Print the lines from the one containing "Look at the photo above. For each instance of the thatched" through the end of the material below, both included, exactly as they appear and without pictures.
Supplied records: Begin
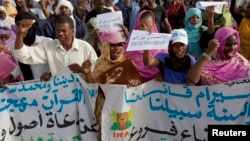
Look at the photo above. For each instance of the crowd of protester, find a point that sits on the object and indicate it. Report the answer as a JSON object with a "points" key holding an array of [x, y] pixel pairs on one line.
{"points": [[41, 39]]}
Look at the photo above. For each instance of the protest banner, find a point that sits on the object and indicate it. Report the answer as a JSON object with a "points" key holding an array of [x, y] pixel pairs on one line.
{"points": [[58, 110], [62, 109], [143, 40], [218, 6], [111, 20], [156, 111]]}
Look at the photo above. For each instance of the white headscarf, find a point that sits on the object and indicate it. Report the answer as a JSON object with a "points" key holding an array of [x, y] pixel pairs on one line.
{"points": [[64, 3], [70, 6]]}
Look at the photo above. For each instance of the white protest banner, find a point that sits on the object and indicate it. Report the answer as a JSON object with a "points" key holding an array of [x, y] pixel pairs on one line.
{"points": [[142, 40], [156, 111], [218, 6], [111, 20], [58, 110]]}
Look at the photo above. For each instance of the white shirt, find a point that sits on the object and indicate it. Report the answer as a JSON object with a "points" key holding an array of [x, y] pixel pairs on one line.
{"points": [[53, 54], [37, 69]]}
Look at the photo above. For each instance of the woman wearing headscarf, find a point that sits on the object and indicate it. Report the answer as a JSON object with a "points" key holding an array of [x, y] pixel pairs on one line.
{"points": [[176, 12], [112, 67], [5, 20], [243, 28], [221, 62], [6, 37], [145, 21], [175, 64], [10, 8], [194, 28]]}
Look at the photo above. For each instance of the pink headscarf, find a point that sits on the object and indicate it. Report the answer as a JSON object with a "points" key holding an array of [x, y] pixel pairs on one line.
{"points": [[147, 73], [223, 69], [6, 30], [6, 65]]}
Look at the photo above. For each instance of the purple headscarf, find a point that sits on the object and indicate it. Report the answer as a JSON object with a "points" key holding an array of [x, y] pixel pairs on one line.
{"points": [[222, 69], [147, 73], [12, 36]]}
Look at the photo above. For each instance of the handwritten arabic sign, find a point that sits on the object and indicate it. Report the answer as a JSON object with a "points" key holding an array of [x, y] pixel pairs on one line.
{"points": [[142, 40], [111, 20], [162, 111], [59, 110], [62, 110], [217, 5]]}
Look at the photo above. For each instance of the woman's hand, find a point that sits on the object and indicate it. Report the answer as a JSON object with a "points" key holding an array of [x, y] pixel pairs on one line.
{"points": [[213, 45], [45, 76], [134, 82], [86, 67], [5, 50], [6, 80]]}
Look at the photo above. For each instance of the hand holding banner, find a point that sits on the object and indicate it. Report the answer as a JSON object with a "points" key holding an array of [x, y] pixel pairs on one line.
{"points": [[142, 40], [111, 20], [217, 5]]}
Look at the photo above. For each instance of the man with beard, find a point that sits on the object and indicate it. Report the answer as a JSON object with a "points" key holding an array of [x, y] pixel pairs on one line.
{"points": [[63, 8], [30, 38], [64, 54]]}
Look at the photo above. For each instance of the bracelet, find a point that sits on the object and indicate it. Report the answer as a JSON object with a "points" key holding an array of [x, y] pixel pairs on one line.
{"points": [[208, 57]]}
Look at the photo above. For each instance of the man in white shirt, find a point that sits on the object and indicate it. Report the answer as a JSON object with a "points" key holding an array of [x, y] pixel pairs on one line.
{"points": [[62, 54]]}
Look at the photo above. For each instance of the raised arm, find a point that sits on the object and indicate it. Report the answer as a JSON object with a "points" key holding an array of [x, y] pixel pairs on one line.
{"points": [[237, 16], [210, 17], [194, 73], [148, 60], [22, 28]]}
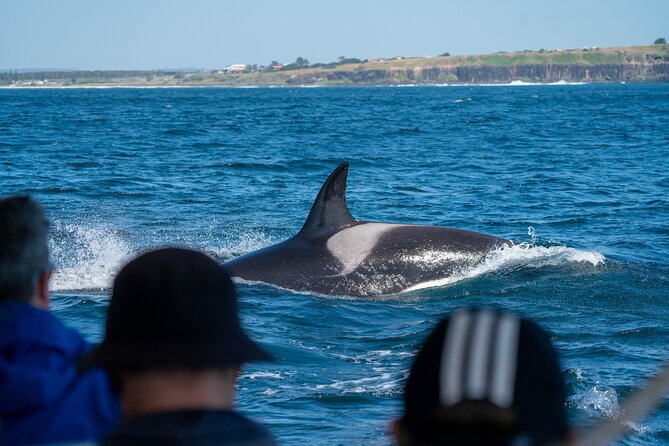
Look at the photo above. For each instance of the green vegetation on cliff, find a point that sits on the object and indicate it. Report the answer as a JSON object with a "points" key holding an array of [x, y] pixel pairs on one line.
{"points": [[648, 63]]}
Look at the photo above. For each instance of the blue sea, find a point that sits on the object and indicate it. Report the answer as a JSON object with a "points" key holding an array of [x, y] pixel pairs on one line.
{"points": [[576, 175]]}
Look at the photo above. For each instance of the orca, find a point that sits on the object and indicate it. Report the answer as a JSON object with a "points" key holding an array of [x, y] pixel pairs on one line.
{"points": [[335, 254]]}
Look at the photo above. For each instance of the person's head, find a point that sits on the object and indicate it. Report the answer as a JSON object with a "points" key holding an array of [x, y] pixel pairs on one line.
{"points": [[24, 253], [173, 336], [484, 377]]}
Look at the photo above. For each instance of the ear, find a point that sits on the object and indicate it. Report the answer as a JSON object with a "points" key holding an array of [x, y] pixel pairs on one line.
{"points": [[41, 294]]}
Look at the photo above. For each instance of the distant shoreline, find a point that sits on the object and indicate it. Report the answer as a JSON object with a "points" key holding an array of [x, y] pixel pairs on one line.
{"points": [[636, 64], [149, 87]]}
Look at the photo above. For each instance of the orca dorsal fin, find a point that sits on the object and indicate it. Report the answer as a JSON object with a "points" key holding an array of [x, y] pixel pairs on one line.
{"points": [[329, 211]]}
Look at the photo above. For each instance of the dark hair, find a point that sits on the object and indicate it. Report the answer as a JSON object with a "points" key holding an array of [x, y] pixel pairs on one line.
{"points": [[24, 252]]}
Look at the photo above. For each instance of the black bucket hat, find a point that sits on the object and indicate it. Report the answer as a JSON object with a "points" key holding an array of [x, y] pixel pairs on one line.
{"points": [[173, 308], [486, 377]]}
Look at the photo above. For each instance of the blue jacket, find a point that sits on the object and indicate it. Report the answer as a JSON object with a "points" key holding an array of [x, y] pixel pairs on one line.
{"points": [[44, 399], [191, 428]]}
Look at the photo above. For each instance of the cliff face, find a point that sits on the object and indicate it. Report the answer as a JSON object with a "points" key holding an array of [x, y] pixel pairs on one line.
{"points": [[637, 69]]}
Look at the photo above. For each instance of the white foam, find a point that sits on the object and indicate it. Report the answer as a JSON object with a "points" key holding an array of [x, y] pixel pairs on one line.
{"points": [[527, 254], [523, 254], [240, 243], [86, 257], [601, 400]]}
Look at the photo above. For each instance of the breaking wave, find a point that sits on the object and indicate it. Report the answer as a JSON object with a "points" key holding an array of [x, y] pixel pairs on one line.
{"points": [[85, 257]]}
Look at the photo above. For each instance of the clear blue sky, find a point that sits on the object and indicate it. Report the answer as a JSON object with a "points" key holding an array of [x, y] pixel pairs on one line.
{"points": [[150, 34]]}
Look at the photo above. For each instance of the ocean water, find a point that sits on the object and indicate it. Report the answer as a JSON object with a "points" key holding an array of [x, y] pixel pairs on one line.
{"points": [[576, 175]]}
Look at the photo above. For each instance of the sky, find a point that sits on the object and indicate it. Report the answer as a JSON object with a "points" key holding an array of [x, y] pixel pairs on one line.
{"points": [[212, 34]]}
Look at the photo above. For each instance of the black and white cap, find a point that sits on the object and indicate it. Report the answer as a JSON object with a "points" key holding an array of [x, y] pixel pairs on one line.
{"points": [[485, 376]]}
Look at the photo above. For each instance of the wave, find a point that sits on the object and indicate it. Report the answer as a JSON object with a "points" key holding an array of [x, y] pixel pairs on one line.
{"points": [[85, 257], [523, 255]]}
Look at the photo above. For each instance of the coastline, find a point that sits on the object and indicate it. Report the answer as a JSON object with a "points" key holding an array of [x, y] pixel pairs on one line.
{"points": [[637, 64]]}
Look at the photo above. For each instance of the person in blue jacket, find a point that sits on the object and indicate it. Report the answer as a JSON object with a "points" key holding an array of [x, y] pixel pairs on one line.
{"points": [[44, 399]]}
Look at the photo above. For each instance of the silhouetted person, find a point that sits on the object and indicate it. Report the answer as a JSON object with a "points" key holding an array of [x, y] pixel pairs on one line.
{"points": [[484, 377], [43, 397], [174, 342]]}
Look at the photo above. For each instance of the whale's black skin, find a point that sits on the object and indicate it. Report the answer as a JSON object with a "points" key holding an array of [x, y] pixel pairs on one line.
{"points": [[336, 254]]}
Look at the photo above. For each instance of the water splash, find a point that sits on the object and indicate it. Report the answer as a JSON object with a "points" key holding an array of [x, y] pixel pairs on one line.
{"points": [[86, 257], [531, 256]]}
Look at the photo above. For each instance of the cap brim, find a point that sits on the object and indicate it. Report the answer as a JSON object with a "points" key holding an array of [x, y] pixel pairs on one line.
{"points": [[138, 355]]}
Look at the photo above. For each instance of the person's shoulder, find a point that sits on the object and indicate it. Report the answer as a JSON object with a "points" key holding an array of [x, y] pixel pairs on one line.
{"points": [[194, 428], [34, 328]]}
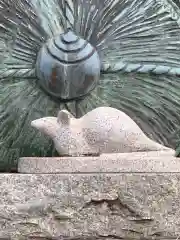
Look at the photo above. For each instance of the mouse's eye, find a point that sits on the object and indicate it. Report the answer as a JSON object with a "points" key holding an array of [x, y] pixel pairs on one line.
{"points": [[68, 67]]}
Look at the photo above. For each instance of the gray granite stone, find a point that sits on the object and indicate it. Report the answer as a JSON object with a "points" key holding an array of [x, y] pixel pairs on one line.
{"points": [[155, 161], [90, 206]]}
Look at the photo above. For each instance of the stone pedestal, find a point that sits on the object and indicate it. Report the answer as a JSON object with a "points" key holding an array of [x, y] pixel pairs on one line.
{"points": [[123, 196]]}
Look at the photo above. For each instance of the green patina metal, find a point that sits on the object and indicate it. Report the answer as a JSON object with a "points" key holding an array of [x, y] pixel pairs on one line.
{"points": [[138, 42]]}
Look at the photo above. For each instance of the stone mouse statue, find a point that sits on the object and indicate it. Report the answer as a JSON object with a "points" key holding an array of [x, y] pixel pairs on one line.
{"points": [[102, 130]]}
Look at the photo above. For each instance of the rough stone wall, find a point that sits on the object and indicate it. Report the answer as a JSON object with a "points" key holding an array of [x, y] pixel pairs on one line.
{"points": [[90, 206]]}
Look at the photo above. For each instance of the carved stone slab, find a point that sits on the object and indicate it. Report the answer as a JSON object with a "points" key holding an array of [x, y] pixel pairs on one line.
{"points": [[82, 206], [155, 161]]}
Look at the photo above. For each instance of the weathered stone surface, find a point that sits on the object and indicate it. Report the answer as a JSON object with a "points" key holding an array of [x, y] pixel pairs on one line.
{"points": [[80, 206], [155, 161]]}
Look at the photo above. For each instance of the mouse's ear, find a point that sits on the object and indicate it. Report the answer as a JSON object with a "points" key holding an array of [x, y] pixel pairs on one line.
{"points": [[64, 117]]}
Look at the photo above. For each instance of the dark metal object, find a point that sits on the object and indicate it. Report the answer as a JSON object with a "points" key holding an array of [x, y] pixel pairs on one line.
{"points": [[68, 67]]}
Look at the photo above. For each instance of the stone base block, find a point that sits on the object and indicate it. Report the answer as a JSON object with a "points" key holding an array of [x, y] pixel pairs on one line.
{"points": [[158, 161], [128, 206], [92, 198]]}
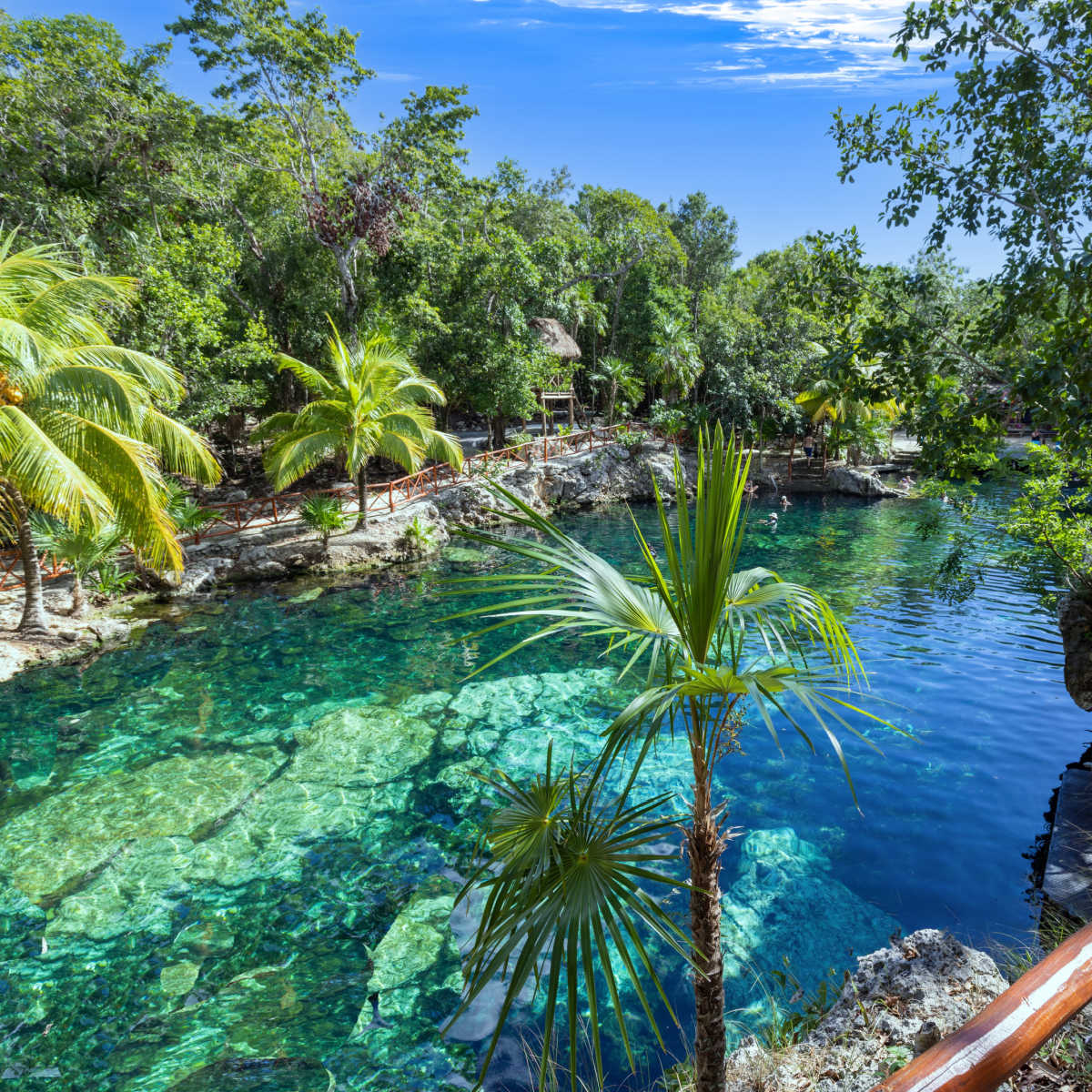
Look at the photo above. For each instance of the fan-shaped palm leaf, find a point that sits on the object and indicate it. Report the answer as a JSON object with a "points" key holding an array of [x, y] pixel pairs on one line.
{"points": [[566, 868], [711, 637]]}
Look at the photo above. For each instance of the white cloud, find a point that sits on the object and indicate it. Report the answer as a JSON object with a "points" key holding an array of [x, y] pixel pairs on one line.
{"points": [[809, 43]]}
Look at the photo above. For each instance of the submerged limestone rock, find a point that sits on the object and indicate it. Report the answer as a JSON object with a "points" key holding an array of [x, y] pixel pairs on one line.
{"points": [[360, 745], [55, 845], [784, 882], [416, 955]]}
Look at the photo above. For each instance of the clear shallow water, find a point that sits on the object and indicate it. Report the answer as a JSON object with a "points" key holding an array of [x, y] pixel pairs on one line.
{"points": [[228, 853]]}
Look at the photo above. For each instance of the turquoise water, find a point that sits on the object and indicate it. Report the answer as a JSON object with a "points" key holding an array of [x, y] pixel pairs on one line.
{"points": [[229, 852]]}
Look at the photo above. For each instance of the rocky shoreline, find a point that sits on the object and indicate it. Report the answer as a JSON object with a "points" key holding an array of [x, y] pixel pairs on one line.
{"points": [[900, 1002], [609, 475]]}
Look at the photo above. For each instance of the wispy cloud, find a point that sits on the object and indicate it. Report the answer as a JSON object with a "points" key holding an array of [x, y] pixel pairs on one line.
{"points": [[789, 43]]}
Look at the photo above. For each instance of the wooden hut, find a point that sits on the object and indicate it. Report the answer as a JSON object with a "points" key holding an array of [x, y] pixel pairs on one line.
{"points": [[557, 341]]}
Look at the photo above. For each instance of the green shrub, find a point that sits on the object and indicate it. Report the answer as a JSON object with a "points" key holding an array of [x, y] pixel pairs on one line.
{"points": [[323, 514], [632, 440], [420, 535]]}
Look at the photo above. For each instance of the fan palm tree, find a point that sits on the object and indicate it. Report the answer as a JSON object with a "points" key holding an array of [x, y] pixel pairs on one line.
{"points": [[565, 861], [849, 390], [675, 358], [616, 377], [369, 403], [81, 551], [81, 436]]}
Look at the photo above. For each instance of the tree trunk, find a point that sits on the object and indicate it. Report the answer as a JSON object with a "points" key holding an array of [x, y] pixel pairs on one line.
{"points": [[617, 312], [33, 622], [79, 601], [349, 298], [361, 496], [703, 847]]}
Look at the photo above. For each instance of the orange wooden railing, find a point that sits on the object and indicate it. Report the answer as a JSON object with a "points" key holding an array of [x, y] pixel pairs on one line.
{"points": [[1000, 1038], [233, 517]]}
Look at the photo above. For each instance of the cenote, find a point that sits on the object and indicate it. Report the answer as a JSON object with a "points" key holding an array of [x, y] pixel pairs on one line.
{"points": [[229, 851]]}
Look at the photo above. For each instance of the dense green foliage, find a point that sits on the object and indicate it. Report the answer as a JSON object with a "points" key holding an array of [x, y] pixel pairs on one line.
{"points": [[83, 436], [367, 401], [248, 222]]}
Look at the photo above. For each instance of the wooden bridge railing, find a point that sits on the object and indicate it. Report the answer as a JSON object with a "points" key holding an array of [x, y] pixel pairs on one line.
{"points": [[233, 517], [1000, 1038]]}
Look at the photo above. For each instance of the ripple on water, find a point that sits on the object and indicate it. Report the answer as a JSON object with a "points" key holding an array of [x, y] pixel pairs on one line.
{"points": [[230, 852]]}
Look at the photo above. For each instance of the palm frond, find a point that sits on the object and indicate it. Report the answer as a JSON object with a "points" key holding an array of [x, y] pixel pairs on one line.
{"points": [[565, 867], [46, 476]]}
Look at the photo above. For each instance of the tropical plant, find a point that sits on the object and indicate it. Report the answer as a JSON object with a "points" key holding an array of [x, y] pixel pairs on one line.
{"points": [[667, 420], [323, 514], [563, 858], [675, 358], [632, 440], [82, 550], [618, 383], [420, 535], [369, 403], [81, 436], [110, 580], [850, 391], [188, 516]]}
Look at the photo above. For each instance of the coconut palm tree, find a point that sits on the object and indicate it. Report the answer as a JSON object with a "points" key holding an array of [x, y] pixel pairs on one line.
{"points": [[369, 403], [566, 860], [81, 436]]}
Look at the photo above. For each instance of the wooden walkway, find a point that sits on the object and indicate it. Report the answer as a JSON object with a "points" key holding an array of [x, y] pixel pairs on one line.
{"points": [[234, 517], [1067, 879]]}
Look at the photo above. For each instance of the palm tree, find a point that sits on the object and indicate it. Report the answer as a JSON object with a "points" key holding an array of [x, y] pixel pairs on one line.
{"points": [[369, 404], [566, 858], [614, 377], [82, 551], [675, 358], [849, 391], [322, 514], [81, 437]]}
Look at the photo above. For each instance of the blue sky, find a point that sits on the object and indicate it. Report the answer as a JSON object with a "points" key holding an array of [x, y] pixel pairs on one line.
{"points": [[660, 96]]}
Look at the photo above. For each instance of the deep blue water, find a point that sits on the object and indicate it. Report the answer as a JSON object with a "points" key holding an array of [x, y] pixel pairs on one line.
{"points": [[258, 773]]}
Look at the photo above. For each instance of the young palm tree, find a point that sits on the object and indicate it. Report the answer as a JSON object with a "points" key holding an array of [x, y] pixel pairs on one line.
{"points": [[369, 404], [81, 437], [323, 516], [82, 551], [616, 377], [675, 356], [709, 638], [847, 392]]}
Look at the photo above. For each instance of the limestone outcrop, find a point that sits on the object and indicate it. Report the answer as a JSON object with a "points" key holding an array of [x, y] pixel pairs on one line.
{"points": [[900, 1002], [1075, 621]]}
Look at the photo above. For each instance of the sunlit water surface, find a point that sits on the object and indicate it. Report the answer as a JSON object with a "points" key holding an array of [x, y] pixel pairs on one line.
{"points": [[229, 852]]}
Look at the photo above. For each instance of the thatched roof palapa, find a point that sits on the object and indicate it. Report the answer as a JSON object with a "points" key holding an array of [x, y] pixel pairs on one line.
{"points": [[556, 339]]}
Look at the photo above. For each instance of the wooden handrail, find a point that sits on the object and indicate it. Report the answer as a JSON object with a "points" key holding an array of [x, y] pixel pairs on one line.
{"points": [[1000, 1038], [238, 516]]}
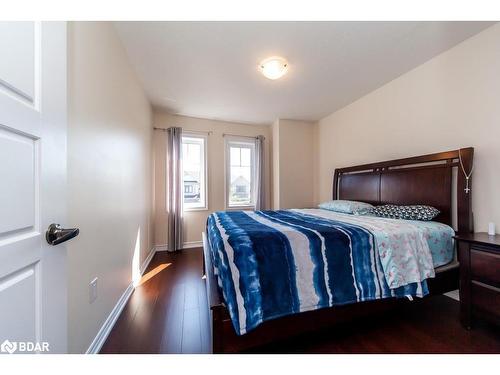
Supplied records: End
- _Completed task_
Look at the photo above. For each instance of the thatched roof palapa, find a point that sits on the object and indicate it. Report the answer as a JSON object with a "points" key holding an array of [x, y] pixel pairs on one line.
{"points": [[556, 339]]}
Look at the photo above. For each instance of the wooden handrail, find a point that sits on the object and indicate it. Report the answer as a JSON object with a "points" key holding an array of [x, y] pixel pairs on one line.
{"points": [[1000, 1038], [238, 516]]}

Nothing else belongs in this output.